Source »

- Tuesday, August 19, 2025

Many articles lately have speculated about the criminal charges that could be brought against prominent Obamaites as a result of the Russia hoax. Many federal laws indeed prohibit the conduct they undertook in perpetrating the hoax, but one big problem will bar most of the prosecutions.

Of the myriad laws broken during the Russia hoax, a few are easily understood, such as lying to Congress and falsifying government records. Several are more complex, such as the law against violating a person’s civil rights. Still, all are simpler than the charge of treason, which a great number of people and pundits are throwing around without understanding.

Among the proofs from the many documents declassified by National Intelligence Director Tulsi Gabbard is that a 2016 “Intelligence Community Assessment” of Russian interference in the 2016 election was dead-bang wrong.



On May 23, 2017, CIA Director John O. Brennan testified to Congress that the so-called Steele dossier “wasn’t part of the corpus of intelligence information that we had. It was not in any way used as a basis for the Intelligence Community Assessment that was done.” However, Mr. Brennan and others, possibly including FBI Director James B. Comey, forced the addition of Steele dossier allegations into that assessment.

Instruction A » Summarize the passage on Russia hoax prosecutions in two sentences.
The entries come from a source unrelated to the passage on Russia hoax prosecutions.

Object location annotation data »
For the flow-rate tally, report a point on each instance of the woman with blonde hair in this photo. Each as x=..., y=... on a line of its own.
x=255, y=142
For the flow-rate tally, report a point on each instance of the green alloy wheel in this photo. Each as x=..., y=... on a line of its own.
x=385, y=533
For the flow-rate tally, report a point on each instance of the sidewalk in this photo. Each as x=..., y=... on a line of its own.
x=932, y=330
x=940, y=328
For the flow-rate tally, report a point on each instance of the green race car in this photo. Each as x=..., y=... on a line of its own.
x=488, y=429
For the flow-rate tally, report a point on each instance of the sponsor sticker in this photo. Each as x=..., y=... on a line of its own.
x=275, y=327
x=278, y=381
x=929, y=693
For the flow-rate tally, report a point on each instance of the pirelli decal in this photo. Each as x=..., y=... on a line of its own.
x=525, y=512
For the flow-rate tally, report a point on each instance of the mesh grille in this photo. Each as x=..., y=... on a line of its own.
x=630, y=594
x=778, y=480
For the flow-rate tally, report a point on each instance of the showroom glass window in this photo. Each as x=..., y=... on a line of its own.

Instruction B » Reproduce the entries from the line containing "of the mesh" through the final line of the entries, both ends included.

Task response A » The passage holds that many federal laws prohibit the conduct prominent Obamaites undertook in the Russia hoax, but one big problem will bar most prosecutions, and that all of the laws broken are simpler than the widely misunderstood charge of treason. It states that documents declassified by Tulsi Gabbard prove the 2016 Intelligence Community Assessment was wrong, and that John O. Brennan told Congress the Steele dossier was not a basis for that assessment even though he and others forced its allegations into it.

Task response B »
For the flow-rate tally, report a point on each instance of the mesh grille in this photo. Each as x=..., y=... on a line of its own.
x=630, y=594
x=778, y=480
For the flow-rate tally, report a point on each instance of the showroom glass window in this photo. Each as x=..., y=... on a line of its own.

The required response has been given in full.